#### EXERCISE REQUIREMENTS
Lay out the listing below as a Markdown table with the columns Row and Line, numbering each row and leaving out any blank lines.

#### EXCERPTED DATA
(begin)
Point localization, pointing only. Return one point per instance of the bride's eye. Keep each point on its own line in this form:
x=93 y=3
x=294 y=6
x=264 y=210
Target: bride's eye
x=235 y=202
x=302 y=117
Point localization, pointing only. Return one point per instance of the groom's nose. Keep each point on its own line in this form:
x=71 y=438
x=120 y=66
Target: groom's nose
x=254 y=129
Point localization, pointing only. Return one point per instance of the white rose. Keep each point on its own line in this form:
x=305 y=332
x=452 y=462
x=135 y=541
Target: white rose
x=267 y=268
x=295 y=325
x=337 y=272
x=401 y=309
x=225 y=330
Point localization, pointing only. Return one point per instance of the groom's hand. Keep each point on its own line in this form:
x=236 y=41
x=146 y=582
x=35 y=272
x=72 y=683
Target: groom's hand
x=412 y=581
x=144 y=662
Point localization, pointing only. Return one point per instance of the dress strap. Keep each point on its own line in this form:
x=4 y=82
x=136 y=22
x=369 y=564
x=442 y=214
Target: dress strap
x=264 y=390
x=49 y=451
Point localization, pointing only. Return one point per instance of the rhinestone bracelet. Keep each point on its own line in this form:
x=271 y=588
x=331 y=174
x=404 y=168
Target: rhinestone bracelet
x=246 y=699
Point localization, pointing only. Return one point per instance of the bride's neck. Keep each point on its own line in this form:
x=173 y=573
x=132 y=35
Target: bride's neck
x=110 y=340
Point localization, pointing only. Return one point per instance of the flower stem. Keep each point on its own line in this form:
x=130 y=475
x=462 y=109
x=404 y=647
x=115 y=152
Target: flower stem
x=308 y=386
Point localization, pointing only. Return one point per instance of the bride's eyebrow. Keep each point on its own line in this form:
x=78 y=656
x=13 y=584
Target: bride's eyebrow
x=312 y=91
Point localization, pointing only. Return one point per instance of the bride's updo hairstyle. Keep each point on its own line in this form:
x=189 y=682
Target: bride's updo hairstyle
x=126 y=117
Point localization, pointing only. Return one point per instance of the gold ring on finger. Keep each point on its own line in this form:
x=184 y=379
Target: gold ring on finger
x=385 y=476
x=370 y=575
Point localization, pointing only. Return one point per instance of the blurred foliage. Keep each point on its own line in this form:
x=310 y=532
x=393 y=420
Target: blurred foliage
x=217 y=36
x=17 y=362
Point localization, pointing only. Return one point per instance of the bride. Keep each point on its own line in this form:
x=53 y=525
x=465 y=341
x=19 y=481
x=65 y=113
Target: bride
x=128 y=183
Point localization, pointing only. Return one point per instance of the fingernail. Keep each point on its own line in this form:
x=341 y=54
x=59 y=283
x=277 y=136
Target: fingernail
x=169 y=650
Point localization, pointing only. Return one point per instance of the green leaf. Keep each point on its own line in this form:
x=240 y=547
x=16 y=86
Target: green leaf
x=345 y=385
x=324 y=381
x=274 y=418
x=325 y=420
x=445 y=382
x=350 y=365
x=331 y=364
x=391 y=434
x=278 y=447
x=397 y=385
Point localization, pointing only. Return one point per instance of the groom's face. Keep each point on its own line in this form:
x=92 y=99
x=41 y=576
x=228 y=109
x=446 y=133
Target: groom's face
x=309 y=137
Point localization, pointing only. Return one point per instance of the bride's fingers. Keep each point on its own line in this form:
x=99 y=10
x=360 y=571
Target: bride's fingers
(end)
#### EXERCISE SOLUTION
| Row | Line |
|---|---|
| 1 | Point localization, pointing only. Return one point per instance of the bride's eye. Keep each point on its own line in this form: |
| 2 | x=93 y=3 |
| 3 | x=294 y=6 |
| 4 | x=264 y=210 |
| 5 | Target: bride's eye |
| 6 | x=235 y=202 |
| 7 | x=302 y=117 |
| 8 | Point localization, pointing only. Return one point per instance of the groom's nose. Keep each point on its own line in this form: |
| 9 | x=71 y=438 |
| 10 | x=120 y=66 |
| 11 | Target: groom's nose |
| 12 | x=254 y=129 |
| 13 | Point localization, pointing only. Return one point per instance of the white rose. Keep each point on its own line in this form: |
| 14 | x=305 y=332 |
| 15 | x=452 y=462 |
| 16 | x=135 y=541 |
| 17 | Target: white rose |
| 18 | x=267 y=268 |
| 19 | x=295 y=325 |
| 20 | x=337 y=272 |
| 21 | x=401 y=309 |
| 22 | x=225 y=330 |
| 23 | Point localization, pointing only. Return one point per instance of the groom's hand. Keep each point on its own line in this form: |
| 24 | x=236 y=41 |
| 25 | x=146 y=582 |
| 26 | x=35 y=272 |
| 27 | x=72 y=683 |
| 28 | Target: groom's hand |
| 29 | x=412 y=581 |
| 30 | x=144 y=662 |
| 31 | Point localization, pointing only. Return one point per instance of the dress strap. Keep each point on its own line in this form: |
| 32 | x=4 y=82 |
| 33 | x=136 y=22 |
| 34 | x=369 y=564 |
| 35 | x=442 y=214 |
| 36 | Target: dress strap |
| 37 | x=264 y=390 |
| 38 | x=49 y=451 |
| 39 | Point localization, pointing only. Return one point per instance of the rhinestone bracelet. Keep each point on its own line in this form: |
| 40 | x=271 y=588 |
| 41 | x=331 y=174 |
| 42 | x=404 y=168 |
| 43 | Target: rhinestone bracelet |
| 44 | x=246 y=699 |
| 45 | Point localization, pointing only. Return one point per instance of the bride's neck. Keep each point on its own line in this form: |
| 46 | x=173 y=573 |
| 47 | x=132 y=35 |
| 48 | Target: bride's neck |
| 49 | x=110 y=340 |
| 50 | Point localization, pointing only. Return one point per instance of the flower stem. Keep each point on its own line in this form: |
| 51 | x=130 y=475 |
| 52 | x=462 y=109 |
| 53 | x=404 y=647 |
| 54 | x=115 y=152 |
| 55 | Target: flower stem |
| 56 | x=308 y=386 |
| 57 | Point localization, pointing only. Return one point per instance of the bride's eyebrow. Keep each point on its own line in this form: |
| 58 | x=78 y=656 |
| 59 | x=13 y=584 |
| 60 | Target: bride's eyebrow |
| 61 | x=312 y=91 |
| 62 | Point localization, pointing only. Return one point per instance of the bride's updo hairstyle. Keep each point on its own line in this form: |
| 63 | x=189 y=682 |
| 64 | Target: bride's updo hairstyle |
| 65 | x=126 y=117 |
| 66 | Point localization, pointing only. Return one point per instance of the gold ring on finger. Keep each point on its own line in this form: |
| 67 | x=184 y=379 |
| 68 | Target: gold ring on finger |
| 69 | x=385 y=476 |
| 70 | x=370 y=575 |
| 71 | Point localization, pointing only. Return one point per instance of the blurred foliage. Keep each point on its own line in this form: |
| 72 | x=310 y=532 |
| 73 | x=393 y=420 |
| 74 | Target: blurred foliage |
| 75 | x=217 y=36 |
| 76 | x=17 y=362 |
| 77 | Point localization, pointing only. Return one point per instance of the bride. Keep each point on its own line in this form: |
| 78 | x=53 y=525 |
| 79 | x=465 y=341 |
| 80 | x=19 y=481 |
| 81 | x=65 y=113 |
| 82 | Target: bride |
| 83 | x=128 y=183 |
| 84 | Point localization, pointing only. Return one point per instance of the fingernail. Keep each point on its own line in this form: |
| 85 | x=341 y=54 |
| 86 | x=59 y=283 |
| 87 | x=277 y=136 |
| 88 | Target: fingernail |
| 89 | x=169 y=650 |
| 90 | Point localization, pointing only. Return one point per instance of the green leaf. Keep each point on its own line in this form: |
| 91 | x=240 y=547 |
| 92 | x=16 y=86 |
| 93 | Target: green leaf |
| 94 | x=345 y=385 |
| 95 | x=324 y=381 |
| 96 | x=274 y=418 |
| 97 | x=325 y=420 |
| 98 | x=445 y=382 |
| 99 | x=350 y=365 |
| 100 | x=331 y=364 |
| 101 | x=391 y=434 |
| 102 | x=278 y=447 |
| 103 | x=397 y=385 |
| 104 | Point localization, pointing only. Return one point per instance of the groom's face. Keep each point on its own line in this form: |
| 105 | x=92 y=99 |
| 106 | x=41 y=576 |
| 107 | x=228 y=109 |
| 108 | x=446 y=133 |
| 109 | Target: groom's face |
| 110 | x=309 y=137 |
| 111 | Point localization, pointing only. Return one point per instance of the bride's fingers. Keep each point on its own line in this form: |
| 112 | x=99 y=10 |
| 113 | x=360 y=571 |
| 114 | Target: bride's fingers |